The rules on evidence taken abroad through Letters of Request mark a key update in Philippine remedial law for transnational civil and commercial litigation. For the 2026 Bar, Section 18 of A.M. No. 25-02-17-SC is high-yield because essay questions frequently test the precise conditions for substituting foreign-taken evidence for live testimony while safeguarding the adverse party’s right to notice and cross-examination.
Core Legal Basis and Definition
Core Legal Basis: A.M. No. 25-02-17-SC (promulgated March 4, 2025), “Rules on the Transmission and Execution of Letters of Request for Taking of Evidence in Civil or Commercial Matters under the 1970 Hague Evidence Convention,” Section 18.

* [Location labeling lines]
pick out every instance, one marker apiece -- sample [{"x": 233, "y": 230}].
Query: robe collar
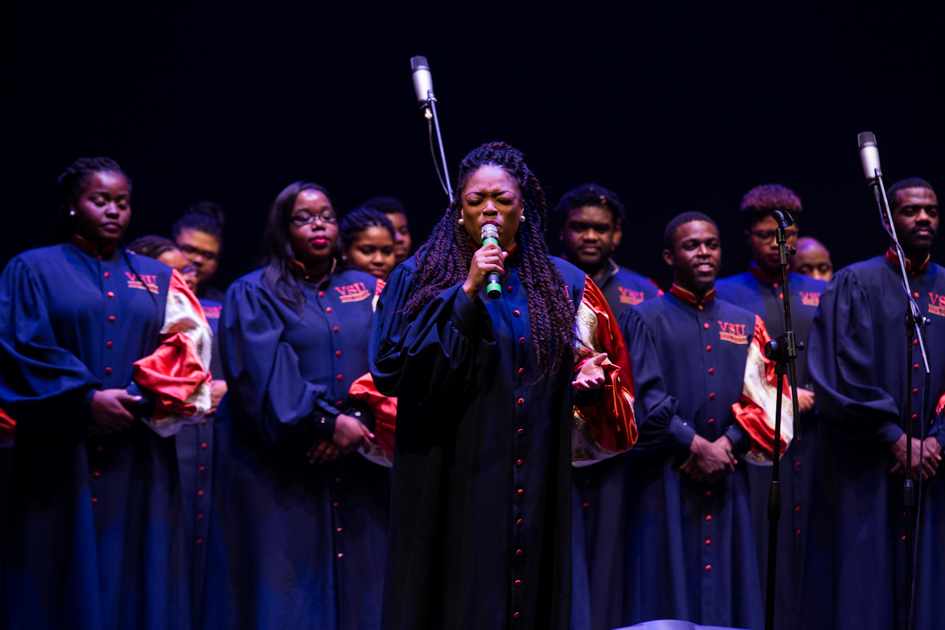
[
  {"x": 305, "y": 275},
  {"x": 92, "y": 249},
  {"x": 689, "y": 297},
  {"x": 893, "y": 258},
  {"x": 756, "y": 271}
]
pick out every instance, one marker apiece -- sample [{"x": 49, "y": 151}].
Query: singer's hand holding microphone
[{"x": 488, "y": 263}]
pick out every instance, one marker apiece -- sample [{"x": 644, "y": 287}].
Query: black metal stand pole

* [What to work on]
1/ Rewrite the part of the text on Letters of Request that begins at the words "The rules on" and stops after "notice and cross-examination.", putting "heavily tested" in place of "high-yield".
2/ According to the text on Letters of Request, on what date was A.M. No. 25-02-17-SC promulgated?

* [Solutions to each task]
1/
The rules on evidence taken abroad through Letters of Request mark a key update in Philippine remedial law for transnational civil and commercial litigation. For the 2026 Bar, Section 18 of A.M. No. 25-02-17-SC is heavily tested because essay questions frequently test the precise conditions for substituting foreign-taken evidence for live testimony while safeguarding the adverse party’s right to notice and cross-examination.

2/ March 4, 2025